Please copy every line of text in the items below word for word, leaving out the pictures.

Begin Source data

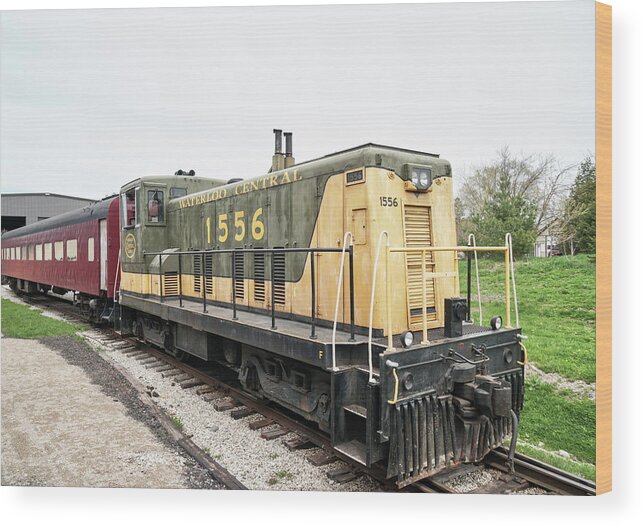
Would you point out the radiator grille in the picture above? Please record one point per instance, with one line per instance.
(171, 283)
(197, 273)
(239, 285)
(417, 233)
(260, 277)
(279, 261)
(209, 273)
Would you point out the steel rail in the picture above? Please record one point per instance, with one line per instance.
(530, 469)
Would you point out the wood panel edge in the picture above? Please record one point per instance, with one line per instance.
(603, 117)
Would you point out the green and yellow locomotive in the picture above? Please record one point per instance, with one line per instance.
(332, 288)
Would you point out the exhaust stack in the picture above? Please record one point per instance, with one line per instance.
(289, 159)
(278, 160)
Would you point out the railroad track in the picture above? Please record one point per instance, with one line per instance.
(492, 476)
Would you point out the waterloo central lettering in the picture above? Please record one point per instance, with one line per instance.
(240, 188)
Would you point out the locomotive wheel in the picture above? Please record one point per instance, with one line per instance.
(232, 353)
(178, 355)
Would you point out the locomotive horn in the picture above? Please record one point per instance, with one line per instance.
(288, 136)
(277, 141)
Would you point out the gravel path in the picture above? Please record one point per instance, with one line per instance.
(69, 419)
(257, 463)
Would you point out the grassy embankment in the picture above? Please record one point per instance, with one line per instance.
(22, 322)
(557, 301)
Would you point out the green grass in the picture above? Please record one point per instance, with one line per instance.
(557, 308)
(559, 420)
(585, 470)
(20, 321)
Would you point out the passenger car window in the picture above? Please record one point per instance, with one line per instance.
(72, 250)
(90, 249)
(155, 206)
(128, 206)
(178, 192)
(58, 251)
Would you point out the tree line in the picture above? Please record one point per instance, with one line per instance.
(529, 196)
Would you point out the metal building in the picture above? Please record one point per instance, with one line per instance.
(22, 209)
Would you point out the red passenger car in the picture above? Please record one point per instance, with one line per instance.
(76, 251)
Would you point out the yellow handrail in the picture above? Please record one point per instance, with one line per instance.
(429, 249)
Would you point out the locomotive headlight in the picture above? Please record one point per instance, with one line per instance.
(496, 323)
(407, 339)
(420, 177)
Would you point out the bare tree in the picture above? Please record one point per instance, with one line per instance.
(539, 180)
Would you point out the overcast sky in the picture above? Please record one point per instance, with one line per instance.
(91, 99)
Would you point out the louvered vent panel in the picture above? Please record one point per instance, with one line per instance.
(197, 273)
(417, 233)
(279, 261)
(209, 273)
(171, 283)
(260, 277)
(239, 289)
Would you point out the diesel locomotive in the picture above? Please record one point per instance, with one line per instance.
(331, 288)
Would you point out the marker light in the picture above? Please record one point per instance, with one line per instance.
(421, 178)
(407, 339)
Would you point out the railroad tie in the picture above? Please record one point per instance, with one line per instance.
(321, 458)
(260, 423)
(223, 405)
(298, 443)
(240, 413)
(149, 360)
(342, 474)
(269, 435)
(190, 383)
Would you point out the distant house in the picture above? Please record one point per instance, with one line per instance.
(20, 209)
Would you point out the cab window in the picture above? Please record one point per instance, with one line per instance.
(155, 212)
(128, 206)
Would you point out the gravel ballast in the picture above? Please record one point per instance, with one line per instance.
(259, 464)
(68, 420)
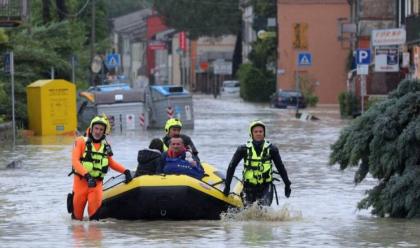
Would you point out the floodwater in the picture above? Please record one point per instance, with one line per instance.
(321, 211)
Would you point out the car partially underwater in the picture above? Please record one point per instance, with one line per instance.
(287, 98)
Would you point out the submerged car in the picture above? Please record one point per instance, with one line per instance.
(230, 88)
(287, 98)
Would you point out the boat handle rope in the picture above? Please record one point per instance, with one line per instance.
(114, 177)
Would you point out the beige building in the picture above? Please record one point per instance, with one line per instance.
(311, 28)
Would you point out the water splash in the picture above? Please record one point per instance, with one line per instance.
(261, 213)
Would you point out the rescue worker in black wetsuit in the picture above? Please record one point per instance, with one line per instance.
(258, 155)
(173, 129)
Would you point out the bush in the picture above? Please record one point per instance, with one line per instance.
(257, 85)
(348, 104)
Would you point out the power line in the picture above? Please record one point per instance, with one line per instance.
(72, 15)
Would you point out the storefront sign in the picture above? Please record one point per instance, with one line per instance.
(386, 37)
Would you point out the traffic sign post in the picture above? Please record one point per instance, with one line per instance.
(363, 56)
(304, 59)
(10, 68)
(113, 60)
(363, 59)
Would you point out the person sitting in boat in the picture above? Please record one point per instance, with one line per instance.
(91, 158)
(178, 160)
(173, 128)
(150, 159)
(258, 155)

End Source data

### Exercise answer
Would you point out the radiator grille in the picture above? Please record one point per instance, with one line per instance.
(171, 283)
(197, 273)
(239, 285)
(417, 233)
(260, 277)
(279, 261)
(209, 273)
Would you point out the steel rail in the picture above? Please record one point per instance, with one line per instance.
(530, 469)
Would you point out the wood panel edge in the picture above? Please record one point per instance, with one line per instance.
(603, 117)
Would you point out the green and yellow locomotive in the picture above? Please record one point per instance, with one line per instance.
(332, 288)
Would you point out the exhaust stack in the picture above? Please record one point per instance, with one line per instance.
(289, 159)
(278, 160)
Would you point out the railroad track in the picture above? Please record one point per instance, with one line per instance.
(492, 476)
Would you point out the waterloo central lettering in the picture above? Please record one point per instance, with one line per instance.
(240, 188)
Would you point out the locomotive wheel in the picture above? Please record one point per instance, with one line per instance.
(232, 353)
(178, 355)
Would you point out the locomotive horn in the picture above? Please record one point per instance, with one line per instance.
(288, 136)
(277, 141)
Would you point out the gravel path in the picture above? Please record one point per instance, with one line per instance.
(69, 419)
(257, 463)
Would you point out the grassy embankment in the picture above? Please record one point per instance, with one line per instance.
(22, 322)
(557, 301)
Would you point out the green grass in the picture above? Please record one point per instance, with one line per instance.
(557, 308)
(559, 420)
(585, 470)
(20, 321)
Would you point out the passenger car window in the picture above? Please record one point per instance, with one line per instance.
(72, 250)
(90, 249)
(155, 206)
(128, 206)
(178, 192)
(58, 251)
Would you point out the tree line in the picture above? Please record one point per instance, with one line per instance.
(529, 196)
Would you point out the metal building in the picture above? Please record one point per instance, with one line per instance.
(22, 209)
Would you point out the red passenger car in the picture above? Please record one point per instance, with one line per instance.
(76, 251)
Would you point out the yellow handrail in the picture above? Please record one point per instance, with one line per instance.
(429, 249)
Would you point out the locomotive headlight in the picture above? Please record one point per instance, with one line per instance.
(496, 323)
(407, 339)
(420, 177)
Would you point out the bare tree in the picture above? Please record one point per instance, with one line per instance.
(539, 180)
Would you point out the overcast sky in the picture above? Please record one point per instance, with one line per instance.
(91, 99)
Would you point out the louvered vent panel in the picture above? Please record one point per instance, with one line per instance.
(197, 273)
(417, 233)
(279, 261)
(209, 273)
(171, 283)
(260, 277)
(239, 289)
Would you point out the diesel locomotive in the picture above? Please record one point per instance, with one line per instance.
(331, 288)
Would you point out the marker light in the picture above? Please record one point per instance, with one line per instance.
(421, 178)
(407, 339)
Would you point out the railroad tie in the picture above? Please record one point per instance, with one line per instance.
(321, 458)
(260, 423)
(223, 405)
(298, 443)
(240, 413)
(149, 360)
(342, 474)
(269, 435)
(190, 383)
Would you point out the distant house in the picture above? Please record one point per instance, with one line per instance.
(20, 209)
Would you point out the cab window in the picture above? Please record one point per instance, with one line per instance.
(155, 212)
(128, 206)
Would you point out the gravel ballast in the picture above? Please record one point per instance, with one line per instance.
(259, 464)
(68, 420)
Would you point out the floodwater in the picture above? Please record one point per instance, with one line per instance.
(321, 211)
Would you point out the car partially underwater in the picture above? Please record one point per instance, with one line per instance.
(287, 98)
Would you point out the submerged car in the picture above? Please record one point per instance, with one line per instance.
(230, 88)
(287, 98)
Would you point out the boat handle rope in the picture above? Please record one point per instance, with one line per instance.
(114, 177)
Would you point out the beige building in the picture above? Please record one point per instance, with one line per instance.
(311, 28)
Would you point out the water splash in the picture above? Please record one point per instance, with one line per instance.
(261, 213)
Would you point out the rescue worker in black wetsuit in the picture above? Please record one point per instance, with one line per instance.
(258, 155)
(173, 129)
Would you point out the bush in the picture above? Please record one point per instance, with one line per instance.
(257, 85)
(348, 104)
Would you point out the power line in the picture above? Please record one point per instance, with one line per instance.
(72, 15)
Would you point out the storefront sign in the picture above? Please record one point per instance, with one line per instance.
(386, 37)
Would you point out the traffic sign post in the picture above? Please record one point per instance, with one line per instance.
(363, 56)
(304, 59)
(10, 68)
(113, 60)
(363, 59)
Would you point out the person sitting in boat in the picture above? Please record one point per instance, with one line per instance.
(91, 158)
(178, 160)
(173, 128)
(150, 159)
(258, 155)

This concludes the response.